**PASSAGE**

# # # #

How to use the Liquidation Simulator:
Navigate to Laboratory → Liquidation Simulator
Enter position parameters:
Collateral Amount: $10,000
Collateral Asset: ETH (current price $2000)
Borrowed Amount: $40,000
Leverage: 5x
Liquidation Threshold: 130% (platform dependent)
Run simulation:
Scenario 1: ETH drops 10%
New collateral value: $9,000
Health factor: 1.4
Status: Safe
Scenario 2: ETH drops 20%
New collateral value: $8,000
Health factor: 1.25
Status: LIQUIDATION RISK
Scenario 3: ETH drops 25%
New collateral value: $7,500
Health factor: 1.15
Status: LIQUIDATED
Analyze results:
Liquidation price calculated
Safe zone identified
Recommended actions displayed

Liquidation price calculation:
Formula:
Liquidation Price = Entry Price × (1 - (1/Leverage) × Safety Margin)
Example:
Entry: ETH at $2000
Leverage: 5x
Liquidation threshold: 1.3 (130%)
Liquidation price = $2000 × (1 - (1/5) × 0.3) = $2000 × 0.94 = $1,880
This means a 6% drop liquidates your position with 5x leverage
Strategies to avoid liquidation:
1. Use lower leverage:
2x leverage = 50% drop needed for liquidation
5x leverage = 20% drop liquidates
10x leverage = 10% drop liquidates
2. Maintain collateral buffer:
Don't max out your borrowing power
Keep health factor above 2.0
Leave room for volatility
3. Set up alerts:
Alert at health factor 1.8
Alert at health factor 1.5
Alert at 10% from liquidation price
4. Have capital ready:
Keep stablecoins available
Add collateral if position weakens
Don't lock all capital in positions
5. Use stop losses:
Set stop loss before liquidation point
Better to close with small loss than full liquidation
Example: 5% stop loss vs 20% liquidation loss
Real-world liquidation examples:
Black Thursday (March 2020):
ETH dropped 50% in one day
$8M in liquidations on MakerDAO
Gas fees spiked to 400+ gwei
Some positions couldn't add collateral due to network congestion
May 2021 Crash:
$10B in liquidations across all exchanges
Bitcoin dropped from $60k to $30k
Cascading liquidations (one liquidation triggers others)

# # # #

**RECORDS**
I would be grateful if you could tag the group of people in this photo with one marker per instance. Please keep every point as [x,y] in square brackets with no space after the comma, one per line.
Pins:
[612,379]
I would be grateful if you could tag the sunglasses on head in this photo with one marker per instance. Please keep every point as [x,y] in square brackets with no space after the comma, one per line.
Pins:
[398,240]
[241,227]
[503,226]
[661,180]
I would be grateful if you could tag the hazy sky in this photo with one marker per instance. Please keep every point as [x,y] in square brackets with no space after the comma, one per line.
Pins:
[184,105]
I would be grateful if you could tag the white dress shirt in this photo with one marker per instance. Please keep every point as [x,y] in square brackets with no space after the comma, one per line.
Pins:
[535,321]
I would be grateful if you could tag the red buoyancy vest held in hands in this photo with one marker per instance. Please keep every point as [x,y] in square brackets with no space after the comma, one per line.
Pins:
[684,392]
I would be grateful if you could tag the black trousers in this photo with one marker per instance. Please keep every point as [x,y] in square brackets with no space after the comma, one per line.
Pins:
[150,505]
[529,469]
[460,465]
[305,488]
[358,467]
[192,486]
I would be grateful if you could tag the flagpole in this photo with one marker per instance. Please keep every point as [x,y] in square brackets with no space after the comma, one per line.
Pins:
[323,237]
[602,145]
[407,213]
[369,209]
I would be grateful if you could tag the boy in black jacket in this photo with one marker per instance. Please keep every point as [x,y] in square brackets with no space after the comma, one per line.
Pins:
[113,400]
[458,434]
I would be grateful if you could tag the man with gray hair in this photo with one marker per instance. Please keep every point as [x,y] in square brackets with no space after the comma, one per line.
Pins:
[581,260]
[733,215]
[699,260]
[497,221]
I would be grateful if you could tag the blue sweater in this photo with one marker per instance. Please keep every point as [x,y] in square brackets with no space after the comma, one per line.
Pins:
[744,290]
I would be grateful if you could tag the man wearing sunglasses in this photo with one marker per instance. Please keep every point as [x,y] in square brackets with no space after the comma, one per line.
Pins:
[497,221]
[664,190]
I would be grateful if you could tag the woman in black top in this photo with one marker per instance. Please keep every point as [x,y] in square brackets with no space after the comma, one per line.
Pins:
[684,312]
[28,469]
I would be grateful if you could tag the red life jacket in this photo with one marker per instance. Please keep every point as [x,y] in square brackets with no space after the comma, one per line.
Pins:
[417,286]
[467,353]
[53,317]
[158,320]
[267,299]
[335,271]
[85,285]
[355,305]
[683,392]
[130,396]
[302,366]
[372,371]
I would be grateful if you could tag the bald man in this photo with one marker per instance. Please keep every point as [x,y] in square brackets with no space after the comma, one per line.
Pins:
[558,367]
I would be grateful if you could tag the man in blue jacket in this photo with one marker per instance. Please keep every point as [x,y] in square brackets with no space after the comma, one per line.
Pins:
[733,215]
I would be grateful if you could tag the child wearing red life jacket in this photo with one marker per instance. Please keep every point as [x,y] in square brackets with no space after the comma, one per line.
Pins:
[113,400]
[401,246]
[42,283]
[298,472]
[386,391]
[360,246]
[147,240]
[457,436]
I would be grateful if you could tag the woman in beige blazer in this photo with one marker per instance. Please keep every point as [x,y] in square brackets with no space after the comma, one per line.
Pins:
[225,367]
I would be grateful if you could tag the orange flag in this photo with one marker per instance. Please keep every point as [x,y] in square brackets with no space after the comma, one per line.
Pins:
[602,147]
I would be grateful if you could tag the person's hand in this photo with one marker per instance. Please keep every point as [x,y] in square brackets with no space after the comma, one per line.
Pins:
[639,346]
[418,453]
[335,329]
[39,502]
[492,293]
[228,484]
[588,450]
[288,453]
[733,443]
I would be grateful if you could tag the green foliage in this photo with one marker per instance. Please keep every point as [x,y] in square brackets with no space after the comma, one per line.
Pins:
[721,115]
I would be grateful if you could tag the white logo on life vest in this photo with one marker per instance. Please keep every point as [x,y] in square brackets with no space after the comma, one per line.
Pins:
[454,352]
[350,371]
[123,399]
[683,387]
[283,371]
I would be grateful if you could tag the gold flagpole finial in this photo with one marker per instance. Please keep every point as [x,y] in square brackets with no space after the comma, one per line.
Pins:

# # # #

**SET OF TASKS**
1. According to the liquidation guide, what total value of liquidations occurred on MakerDAO during Black Thursday in March 2020?
2. Repeat everything in the liquidation guide from "How to use the" down to "130% (platform dependent)".

**EXERCISE SOLUTIONS**
1. $8M

2.
How to use the Liquidation Simulator:
Navigate to Laboratory → Liquidation Simulator
Enter position parameters:
Collateral Amount: $10,000
Collateral Asset: ETH (current price $2000)
Borrowed Amount: $40,000
Leverage: 5x
Liquidation Threshold: 130% (platform dependent)